→ **Information**:
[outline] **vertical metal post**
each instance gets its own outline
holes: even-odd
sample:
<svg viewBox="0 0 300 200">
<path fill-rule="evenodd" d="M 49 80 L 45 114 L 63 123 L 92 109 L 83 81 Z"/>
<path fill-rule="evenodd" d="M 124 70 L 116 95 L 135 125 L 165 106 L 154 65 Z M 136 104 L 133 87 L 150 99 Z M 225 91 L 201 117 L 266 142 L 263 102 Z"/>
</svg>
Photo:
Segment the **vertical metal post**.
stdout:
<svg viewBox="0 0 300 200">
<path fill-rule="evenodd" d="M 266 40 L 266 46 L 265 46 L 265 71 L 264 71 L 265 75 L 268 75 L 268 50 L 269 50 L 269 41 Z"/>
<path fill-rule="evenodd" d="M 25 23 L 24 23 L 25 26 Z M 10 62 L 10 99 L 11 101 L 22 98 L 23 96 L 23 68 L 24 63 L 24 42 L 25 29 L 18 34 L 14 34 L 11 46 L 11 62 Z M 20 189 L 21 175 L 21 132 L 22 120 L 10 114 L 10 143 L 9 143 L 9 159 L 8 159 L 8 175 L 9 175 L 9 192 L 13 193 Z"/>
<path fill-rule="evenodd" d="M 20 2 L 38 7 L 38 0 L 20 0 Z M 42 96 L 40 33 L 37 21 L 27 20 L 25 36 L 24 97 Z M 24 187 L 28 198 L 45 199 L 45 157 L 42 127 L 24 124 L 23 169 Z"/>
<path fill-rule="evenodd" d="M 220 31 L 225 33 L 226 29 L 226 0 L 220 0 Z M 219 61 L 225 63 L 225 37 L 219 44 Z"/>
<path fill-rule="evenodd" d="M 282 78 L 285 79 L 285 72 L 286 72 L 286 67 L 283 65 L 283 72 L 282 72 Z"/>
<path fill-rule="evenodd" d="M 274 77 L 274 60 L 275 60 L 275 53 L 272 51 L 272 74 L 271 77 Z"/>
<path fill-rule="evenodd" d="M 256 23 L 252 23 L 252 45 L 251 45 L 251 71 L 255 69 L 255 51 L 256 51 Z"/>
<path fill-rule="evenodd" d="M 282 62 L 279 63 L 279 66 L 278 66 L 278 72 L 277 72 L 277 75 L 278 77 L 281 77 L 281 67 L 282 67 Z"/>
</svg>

→ **Exercise objective**: Among the entries, find every line holding "metal" and return it.

→ **The answer**:
[outline] **vertical metal post**
Segment the **vertical metal post**.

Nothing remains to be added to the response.